----- Records shown -----

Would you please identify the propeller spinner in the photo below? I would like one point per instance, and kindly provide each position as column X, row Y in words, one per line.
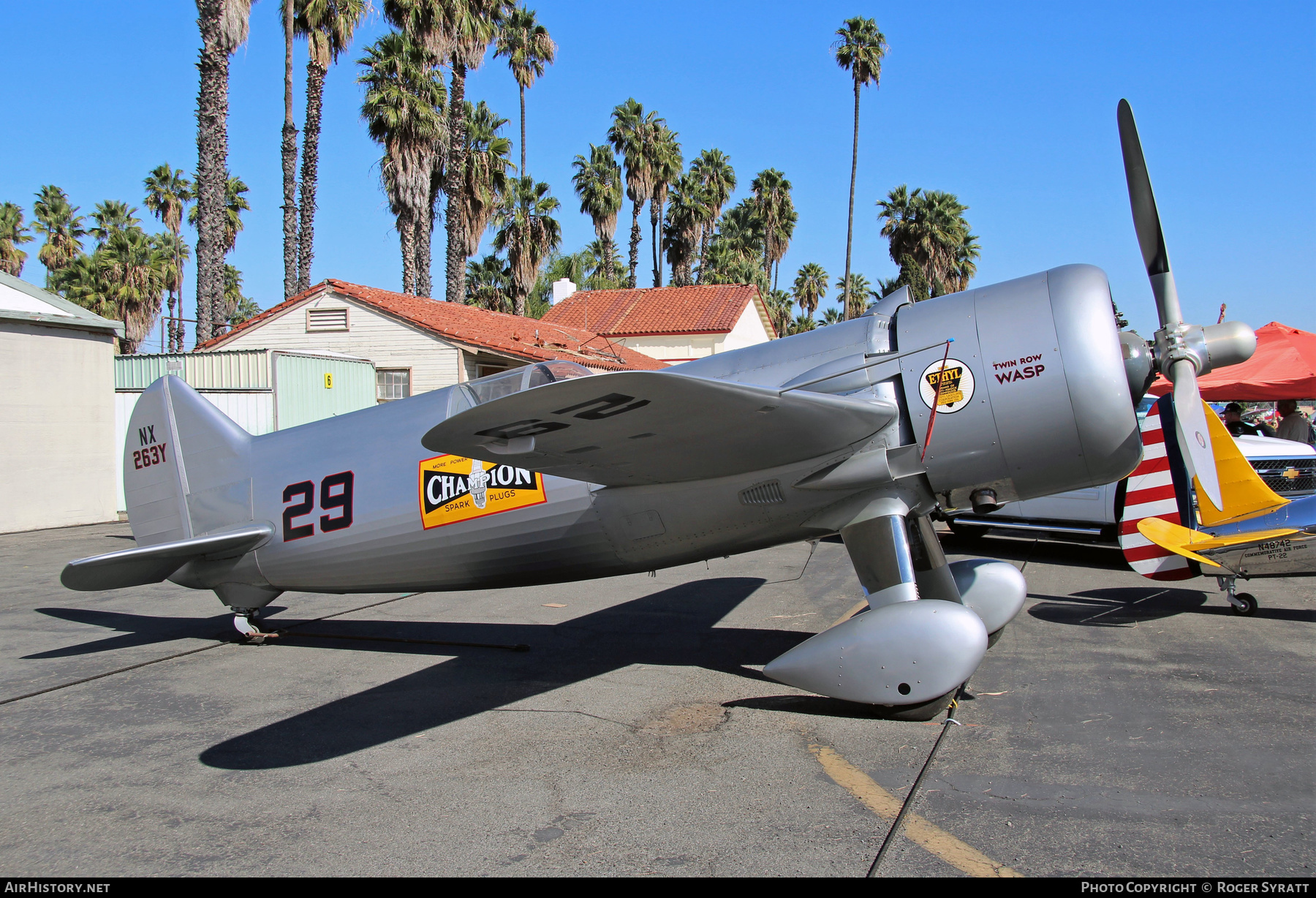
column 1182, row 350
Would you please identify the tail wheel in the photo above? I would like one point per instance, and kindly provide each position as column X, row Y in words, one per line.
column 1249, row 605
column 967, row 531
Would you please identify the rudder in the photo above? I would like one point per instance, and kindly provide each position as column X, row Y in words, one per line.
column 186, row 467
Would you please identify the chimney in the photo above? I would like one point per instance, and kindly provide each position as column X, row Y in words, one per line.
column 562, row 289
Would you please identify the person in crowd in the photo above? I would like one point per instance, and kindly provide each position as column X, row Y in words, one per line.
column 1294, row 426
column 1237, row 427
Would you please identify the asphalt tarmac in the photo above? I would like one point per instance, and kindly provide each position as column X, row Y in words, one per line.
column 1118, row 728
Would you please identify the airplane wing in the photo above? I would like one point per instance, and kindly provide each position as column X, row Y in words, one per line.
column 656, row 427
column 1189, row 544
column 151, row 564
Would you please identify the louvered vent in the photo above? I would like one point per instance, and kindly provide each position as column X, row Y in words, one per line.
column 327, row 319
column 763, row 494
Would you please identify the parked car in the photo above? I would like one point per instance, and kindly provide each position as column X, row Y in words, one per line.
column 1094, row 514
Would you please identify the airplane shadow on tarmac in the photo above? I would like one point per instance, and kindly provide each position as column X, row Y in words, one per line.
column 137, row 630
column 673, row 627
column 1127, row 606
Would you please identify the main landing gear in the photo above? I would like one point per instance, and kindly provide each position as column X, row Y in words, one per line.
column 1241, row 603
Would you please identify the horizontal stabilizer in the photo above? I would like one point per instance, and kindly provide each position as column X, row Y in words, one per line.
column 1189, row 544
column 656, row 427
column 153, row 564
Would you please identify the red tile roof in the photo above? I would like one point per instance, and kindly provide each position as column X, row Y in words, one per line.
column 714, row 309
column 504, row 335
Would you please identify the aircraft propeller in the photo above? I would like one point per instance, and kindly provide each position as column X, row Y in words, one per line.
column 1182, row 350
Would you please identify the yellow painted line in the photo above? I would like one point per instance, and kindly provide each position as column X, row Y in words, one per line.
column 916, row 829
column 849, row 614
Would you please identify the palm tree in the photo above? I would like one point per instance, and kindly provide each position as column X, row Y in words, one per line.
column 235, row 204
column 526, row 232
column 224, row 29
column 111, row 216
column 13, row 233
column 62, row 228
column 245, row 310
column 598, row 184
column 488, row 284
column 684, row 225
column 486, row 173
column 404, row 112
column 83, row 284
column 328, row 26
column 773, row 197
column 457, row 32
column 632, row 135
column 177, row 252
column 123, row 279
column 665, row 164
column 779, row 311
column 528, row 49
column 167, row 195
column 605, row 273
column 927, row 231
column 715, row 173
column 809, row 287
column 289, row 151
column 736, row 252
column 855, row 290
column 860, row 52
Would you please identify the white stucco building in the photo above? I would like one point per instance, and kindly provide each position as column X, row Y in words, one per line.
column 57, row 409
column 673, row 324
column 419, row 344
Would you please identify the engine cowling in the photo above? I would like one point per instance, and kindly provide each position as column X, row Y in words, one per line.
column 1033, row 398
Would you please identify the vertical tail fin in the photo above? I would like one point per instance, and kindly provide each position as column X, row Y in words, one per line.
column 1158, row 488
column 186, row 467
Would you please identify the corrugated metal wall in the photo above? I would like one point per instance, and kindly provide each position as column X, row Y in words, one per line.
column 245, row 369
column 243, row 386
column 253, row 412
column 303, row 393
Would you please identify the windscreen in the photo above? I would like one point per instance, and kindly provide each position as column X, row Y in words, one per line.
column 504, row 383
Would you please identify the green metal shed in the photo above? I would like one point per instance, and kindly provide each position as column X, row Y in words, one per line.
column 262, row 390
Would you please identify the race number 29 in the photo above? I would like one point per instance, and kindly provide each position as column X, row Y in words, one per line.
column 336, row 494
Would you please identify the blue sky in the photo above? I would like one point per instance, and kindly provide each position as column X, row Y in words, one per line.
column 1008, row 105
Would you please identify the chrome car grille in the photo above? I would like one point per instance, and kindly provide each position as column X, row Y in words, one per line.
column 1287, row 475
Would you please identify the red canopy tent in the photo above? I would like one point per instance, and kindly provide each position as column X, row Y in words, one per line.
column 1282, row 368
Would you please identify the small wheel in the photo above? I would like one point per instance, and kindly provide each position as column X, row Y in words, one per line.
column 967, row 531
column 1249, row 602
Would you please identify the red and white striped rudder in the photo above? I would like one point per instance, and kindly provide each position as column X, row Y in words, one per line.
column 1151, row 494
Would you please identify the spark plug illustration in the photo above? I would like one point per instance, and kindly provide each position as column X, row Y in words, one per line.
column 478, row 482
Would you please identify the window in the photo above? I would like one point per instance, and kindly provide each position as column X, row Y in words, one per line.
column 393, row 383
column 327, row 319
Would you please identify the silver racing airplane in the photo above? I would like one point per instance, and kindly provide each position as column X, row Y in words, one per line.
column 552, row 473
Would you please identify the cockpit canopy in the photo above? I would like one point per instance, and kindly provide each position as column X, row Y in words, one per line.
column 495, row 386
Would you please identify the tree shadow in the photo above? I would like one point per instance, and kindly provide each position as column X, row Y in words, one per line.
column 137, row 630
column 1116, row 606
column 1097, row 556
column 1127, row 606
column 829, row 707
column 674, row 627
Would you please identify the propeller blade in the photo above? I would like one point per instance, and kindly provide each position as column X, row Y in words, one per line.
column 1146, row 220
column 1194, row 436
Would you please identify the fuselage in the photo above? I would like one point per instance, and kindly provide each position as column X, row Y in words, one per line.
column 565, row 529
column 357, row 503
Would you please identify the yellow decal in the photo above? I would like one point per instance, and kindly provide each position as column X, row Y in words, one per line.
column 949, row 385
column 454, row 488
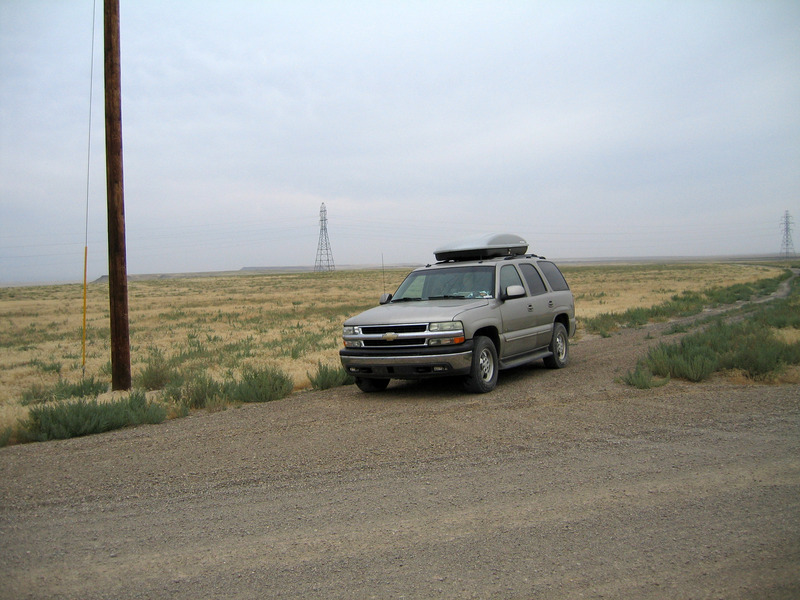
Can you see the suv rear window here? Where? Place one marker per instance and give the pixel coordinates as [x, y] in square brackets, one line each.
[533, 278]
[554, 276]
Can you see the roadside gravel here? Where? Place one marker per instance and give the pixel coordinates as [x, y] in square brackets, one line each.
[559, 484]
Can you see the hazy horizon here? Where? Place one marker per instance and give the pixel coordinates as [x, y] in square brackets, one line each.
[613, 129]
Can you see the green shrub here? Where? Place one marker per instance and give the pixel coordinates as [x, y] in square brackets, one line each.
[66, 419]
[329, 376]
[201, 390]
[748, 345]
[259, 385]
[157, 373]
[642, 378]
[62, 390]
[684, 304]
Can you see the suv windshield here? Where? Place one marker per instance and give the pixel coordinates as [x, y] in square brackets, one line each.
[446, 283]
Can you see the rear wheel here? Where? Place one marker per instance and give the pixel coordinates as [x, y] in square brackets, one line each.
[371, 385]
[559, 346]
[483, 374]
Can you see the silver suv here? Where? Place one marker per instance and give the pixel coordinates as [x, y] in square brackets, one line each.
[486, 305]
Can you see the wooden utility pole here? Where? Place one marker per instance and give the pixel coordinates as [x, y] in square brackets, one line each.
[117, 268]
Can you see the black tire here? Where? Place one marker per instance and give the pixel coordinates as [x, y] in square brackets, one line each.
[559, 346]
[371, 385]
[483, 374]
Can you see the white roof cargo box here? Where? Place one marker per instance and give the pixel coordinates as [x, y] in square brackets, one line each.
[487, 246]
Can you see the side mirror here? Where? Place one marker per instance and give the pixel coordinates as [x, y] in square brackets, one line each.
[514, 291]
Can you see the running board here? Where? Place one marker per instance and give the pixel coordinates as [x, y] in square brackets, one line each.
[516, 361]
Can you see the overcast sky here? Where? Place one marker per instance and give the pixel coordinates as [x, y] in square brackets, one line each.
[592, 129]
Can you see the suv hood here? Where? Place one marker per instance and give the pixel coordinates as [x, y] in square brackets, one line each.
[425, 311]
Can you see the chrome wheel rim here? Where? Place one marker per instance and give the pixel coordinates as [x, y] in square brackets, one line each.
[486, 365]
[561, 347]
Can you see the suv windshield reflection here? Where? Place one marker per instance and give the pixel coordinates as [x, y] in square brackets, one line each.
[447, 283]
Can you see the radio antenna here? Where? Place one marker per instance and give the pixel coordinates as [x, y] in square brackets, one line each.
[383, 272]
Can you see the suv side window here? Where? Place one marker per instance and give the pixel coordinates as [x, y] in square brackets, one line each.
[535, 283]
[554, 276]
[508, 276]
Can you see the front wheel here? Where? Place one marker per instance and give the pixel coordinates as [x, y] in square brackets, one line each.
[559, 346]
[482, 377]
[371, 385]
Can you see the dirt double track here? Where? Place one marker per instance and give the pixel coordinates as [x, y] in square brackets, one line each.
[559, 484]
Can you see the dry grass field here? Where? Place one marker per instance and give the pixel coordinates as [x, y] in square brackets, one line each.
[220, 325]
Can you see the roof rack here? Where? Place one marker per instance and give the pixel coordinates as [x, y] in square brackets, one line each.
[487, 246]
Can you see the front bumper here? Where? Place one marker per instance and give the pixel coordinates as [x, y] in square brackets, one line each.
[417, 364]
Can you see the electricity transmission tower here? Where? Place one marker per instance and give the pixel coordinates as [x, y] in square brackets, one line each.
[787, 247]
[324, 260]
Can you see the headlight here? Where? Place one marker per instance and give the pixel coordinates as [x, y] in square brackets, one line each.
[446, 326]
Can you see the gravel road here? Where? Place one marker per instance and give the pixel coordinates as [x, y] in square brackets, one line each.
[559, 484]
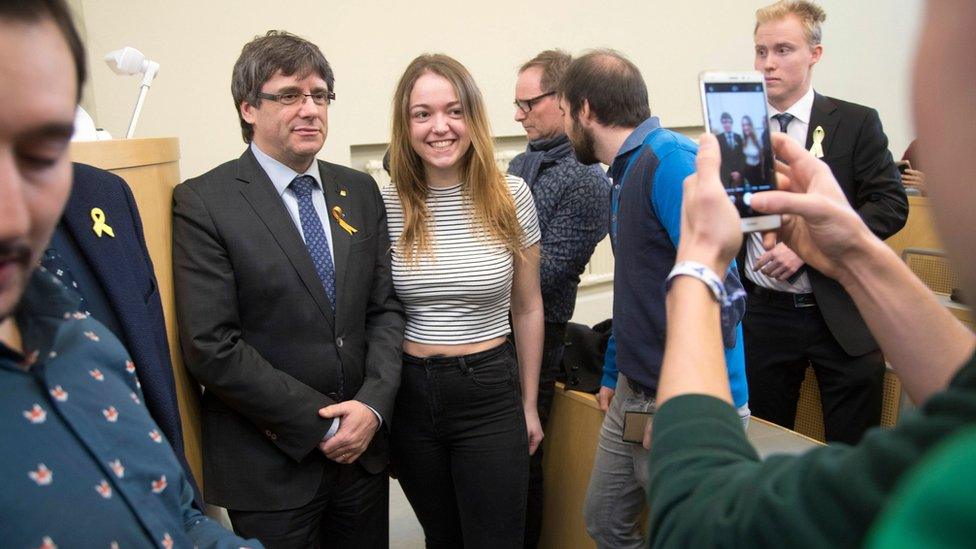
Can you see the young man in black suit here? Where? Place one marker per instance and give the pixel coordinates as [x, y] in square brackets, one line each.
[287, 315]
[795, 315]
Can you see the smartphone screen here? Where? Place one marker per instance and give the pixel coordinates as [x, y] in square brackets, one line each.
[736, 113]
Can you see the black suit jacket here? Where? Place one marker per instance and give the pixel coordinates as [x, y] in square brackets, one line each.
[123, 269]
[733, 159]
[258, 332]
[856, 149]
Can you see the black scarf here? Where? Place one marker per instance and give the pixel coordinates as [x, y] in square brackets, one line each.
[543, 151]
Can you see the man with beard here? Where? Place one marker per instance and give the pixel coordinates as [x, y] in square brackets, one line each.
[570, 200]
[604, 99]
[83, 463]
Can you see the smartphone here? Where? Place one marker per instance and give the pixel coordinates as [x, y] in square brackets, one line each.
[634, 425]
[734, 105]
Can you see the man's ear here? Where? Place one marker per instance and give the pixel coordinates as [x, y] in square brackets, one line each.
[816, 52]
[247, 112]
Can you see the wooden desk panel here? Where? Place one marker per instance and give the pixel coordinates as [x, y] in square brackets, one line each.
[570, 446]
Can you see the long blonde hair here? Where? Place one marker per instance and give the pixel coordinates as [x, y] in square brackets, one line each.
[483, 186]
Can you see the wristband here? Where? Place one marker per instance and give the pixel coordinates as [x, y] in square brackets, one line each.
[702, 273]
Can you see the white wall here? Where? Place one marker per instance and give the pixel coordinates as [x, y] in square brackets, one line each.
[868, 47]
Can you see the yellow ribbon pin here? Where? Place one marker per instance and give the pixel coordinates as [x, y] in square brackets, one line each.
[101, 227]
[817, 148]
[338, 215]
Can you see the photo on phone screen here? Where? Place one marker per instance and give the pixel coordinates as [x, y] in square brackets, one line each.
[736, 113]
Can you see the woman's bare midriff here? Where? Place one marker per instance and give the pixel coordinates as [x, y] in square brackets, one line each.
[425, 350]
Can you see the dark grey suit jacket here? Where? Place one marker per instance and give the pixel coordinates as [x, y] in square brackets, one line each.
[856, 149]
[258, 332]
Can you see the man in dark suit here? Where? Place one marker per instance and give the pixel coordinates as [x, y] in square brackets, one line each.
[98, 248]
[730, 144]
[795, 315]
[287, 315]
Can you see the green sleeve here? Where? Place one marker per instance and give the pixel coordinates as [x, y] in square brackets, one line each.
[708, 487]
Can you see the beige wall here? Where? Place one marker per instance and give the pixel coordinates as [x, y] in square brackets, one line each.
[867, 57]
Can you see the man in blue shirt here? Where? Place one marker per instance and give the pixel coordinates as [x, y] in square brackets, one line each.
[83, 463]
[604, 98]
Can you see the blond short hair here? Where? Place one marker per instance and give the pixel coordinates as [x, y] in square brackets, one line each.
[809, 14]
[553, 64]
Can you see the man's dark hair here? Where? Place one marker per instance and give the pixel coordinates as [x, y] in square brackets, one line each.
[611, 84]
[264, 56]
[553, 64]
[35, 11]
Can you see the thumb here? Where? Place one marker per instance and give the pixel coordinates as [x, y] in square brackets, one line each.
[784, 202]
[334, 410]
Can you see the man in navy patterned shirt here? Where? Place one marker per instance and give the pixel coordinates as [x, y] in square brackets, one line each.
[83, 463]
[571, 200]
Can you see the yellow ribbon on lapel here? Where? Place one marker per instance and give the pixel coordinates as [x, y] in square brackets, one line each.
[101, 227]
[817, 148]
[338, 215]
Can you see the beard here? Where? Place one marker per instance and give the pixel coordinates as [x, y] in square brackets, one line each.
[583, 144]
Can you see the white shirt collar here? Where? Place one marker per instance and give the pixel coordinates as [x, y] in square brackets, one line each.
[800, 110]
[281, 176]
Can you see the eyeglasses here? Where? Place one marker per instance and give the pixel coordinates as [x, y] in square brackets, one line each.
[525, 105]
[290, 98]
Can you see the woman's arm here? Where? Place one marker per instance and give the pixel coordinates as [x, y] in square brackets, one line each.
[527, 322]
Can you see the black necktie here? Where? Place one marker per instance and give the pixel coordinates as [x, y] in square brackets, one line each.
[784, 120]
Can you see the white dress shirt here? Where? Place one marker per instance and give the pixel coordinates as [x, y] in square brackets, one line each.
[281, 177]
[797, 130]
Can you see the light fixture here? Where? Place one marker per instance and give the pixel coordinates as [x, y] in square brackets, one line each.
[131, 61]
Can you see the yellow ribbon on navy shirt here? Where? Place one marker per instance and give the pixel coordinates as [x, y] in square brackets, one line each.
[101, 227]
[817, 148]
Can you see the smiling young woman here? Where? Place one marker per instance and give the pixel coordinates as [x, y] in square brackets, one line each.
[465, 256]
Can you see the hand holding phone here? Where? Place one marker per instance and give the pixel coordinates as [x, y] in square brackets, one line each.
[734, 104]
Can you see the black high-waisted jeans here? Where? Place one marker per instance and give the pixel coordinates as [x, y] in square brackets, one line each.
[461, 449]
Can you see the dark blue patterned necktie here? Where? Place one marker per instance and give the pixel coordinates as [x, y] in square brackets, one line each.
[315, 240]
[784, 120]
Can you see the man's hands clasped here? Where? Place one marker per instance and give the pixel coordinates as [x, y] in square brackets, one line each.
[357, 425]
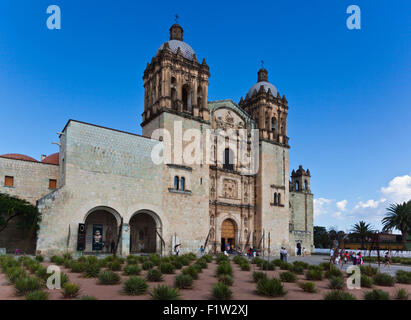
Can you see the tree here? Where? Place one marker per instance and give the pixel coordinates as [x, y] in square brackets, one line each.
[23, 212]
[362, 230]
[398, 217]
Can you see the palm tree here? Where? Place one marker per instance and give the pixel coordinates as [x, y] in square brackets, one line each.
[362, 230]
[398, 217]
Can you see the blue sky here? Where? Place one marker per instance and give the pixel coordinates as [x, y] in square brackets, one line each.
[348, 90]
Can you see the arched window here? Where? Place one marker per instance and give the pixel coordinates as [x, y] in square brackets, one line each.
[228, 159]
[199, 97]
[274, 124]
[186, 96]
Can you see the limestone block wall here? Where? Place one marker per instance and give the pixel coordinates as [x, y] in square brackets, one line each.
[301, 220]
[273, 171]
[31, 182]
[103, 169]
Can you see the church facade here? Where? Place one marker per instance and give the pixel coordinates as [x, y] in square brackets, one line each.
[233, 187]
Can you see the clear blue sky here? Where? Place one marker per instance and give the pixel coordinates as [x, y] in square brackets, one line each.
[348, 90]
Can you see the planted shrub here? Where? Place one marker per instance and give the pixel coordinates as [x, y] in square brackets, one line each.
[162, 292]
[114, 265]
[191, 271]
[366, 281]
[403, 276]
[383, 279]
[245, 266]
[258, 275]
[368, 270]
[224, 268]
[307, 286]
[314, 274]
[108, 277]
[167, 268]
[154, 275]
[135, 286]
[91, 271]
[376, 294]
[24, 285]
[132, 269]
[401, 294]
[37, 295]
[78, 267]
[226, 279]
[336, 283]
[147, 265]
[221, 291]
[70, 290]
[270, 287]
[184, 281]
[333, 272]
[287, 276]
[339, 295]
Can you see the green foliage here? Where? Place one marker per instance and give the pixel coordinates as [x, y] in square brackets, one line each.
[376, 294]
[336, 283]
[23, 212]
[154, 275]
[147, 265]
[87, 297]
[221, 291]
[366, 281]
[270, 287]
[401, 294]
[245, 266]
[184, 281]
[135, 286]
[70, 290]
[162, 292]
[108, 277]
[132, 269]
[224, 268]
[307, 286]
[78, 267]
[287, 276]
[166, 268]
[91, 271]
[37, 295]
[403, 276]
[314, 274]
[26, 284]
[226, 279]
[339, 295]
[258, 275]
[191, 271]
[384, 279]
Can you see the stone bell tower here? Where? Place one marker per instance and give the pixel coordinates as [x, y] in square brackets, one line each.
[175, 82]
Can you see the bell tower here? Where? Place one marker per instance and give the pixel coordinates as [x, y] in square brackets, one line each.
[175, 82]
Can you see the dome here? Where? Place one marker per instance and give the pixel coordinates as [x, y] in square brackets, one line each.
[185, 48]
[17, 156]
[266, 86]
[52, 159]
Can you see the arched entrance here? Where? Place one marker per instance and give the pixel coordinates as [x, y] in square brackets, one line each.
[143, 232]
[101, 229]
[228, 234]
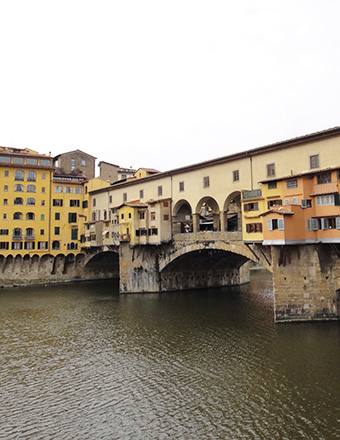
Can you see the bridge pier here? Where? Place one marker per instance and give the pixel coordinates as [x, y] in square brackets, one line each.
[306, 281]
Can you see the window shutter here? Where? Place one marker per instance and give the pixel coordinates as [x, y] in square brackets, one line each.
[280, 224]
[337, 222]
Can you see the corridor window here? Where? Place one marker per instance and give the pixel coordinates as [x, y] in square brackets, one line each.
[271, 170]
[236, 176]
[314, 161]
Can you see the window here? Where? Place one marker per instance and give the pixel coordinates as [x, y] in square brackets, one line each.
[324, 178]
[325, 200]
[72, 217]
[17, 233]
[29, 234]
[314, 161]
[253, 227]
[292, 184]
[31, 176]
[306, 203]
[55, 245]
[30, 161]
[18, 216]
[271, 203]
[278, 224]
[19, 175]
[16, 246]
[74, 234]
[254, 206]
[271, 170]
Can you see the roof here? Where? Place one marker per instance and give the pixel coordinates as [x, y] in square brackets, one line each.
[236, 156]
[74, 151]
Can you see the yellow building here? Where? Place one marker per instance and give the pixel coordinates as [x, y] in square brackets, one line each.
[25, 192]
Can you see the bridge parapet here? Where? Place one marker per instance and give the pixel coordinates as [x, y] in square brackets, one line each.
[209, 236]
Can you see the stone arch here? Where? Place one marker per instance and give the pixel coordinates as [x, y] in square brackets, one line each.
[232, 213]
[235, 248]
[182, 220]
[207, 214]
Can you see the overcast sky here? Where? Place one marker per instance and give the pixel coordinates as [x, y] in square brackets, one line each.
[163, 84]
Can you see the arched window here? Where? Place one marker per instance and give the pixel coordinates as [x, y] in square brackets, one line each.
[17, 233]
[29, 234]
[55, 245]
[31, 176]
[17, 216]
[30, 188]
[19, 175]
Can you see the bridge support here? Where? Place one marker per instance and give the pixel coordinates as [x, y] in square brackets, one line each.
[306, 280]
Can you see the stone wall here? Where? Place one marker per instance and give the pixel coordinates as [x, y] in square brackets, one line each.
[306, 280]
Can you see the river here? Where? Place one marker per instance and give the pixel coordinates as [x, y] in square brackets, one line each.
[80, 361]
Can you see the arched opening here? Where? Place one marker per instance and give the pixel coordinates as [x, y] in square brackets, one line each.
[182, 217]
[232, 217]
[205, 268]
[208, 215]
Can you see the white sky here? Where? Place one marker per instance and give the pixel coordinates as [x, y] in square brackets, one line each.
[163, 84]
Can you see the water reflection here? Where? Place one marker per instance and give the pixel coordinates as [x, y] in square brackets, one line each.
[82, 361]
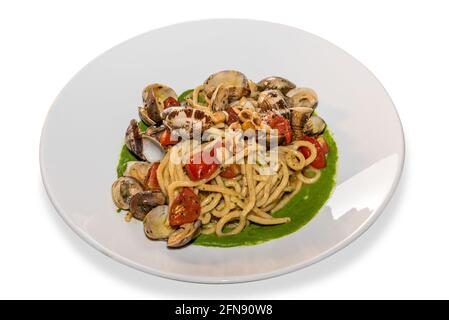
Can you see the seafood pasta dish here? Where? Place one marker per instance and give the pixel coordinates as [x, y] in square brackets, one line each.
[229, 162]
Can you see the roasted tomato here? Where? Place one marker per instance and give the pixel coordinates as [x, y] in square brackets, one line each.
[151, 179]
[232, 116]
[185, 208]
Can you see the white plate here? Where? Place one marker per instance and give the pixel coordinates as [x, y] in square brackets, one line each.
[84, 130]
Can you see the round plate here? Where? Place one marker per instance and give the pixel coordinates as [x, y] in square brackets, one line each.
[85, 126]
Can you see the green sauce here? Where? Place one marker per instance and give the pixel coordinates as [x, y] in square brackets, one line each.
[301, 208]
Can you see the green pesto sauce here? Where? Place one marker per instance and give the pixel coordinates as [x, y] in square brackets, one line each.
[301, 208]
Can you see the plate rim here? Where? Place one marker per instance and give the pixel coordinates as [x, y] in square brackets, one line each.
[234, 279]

-----

> _What needs to be done_
Copy out the lines beginning at the one that contains "Can you see the green sauce". Stop at the final line of the data, and include it.

> _Exercise result_
Can you see the green sauce here? Where? Place one marker per instance and give the pixel coordinates as [x, y] in square brackets, one line each.
[301, 208]
Can you see the green pesto sauce here? Where? Place one marker per instance and give the pixel coordinates as [x, y] in square brackets, one line each.
[301, 208]
Can you see the plate rim here? Where? Place one marker per instance and give the pixel coordinates as [x, y] in square brackets, one line each.
[234, 279]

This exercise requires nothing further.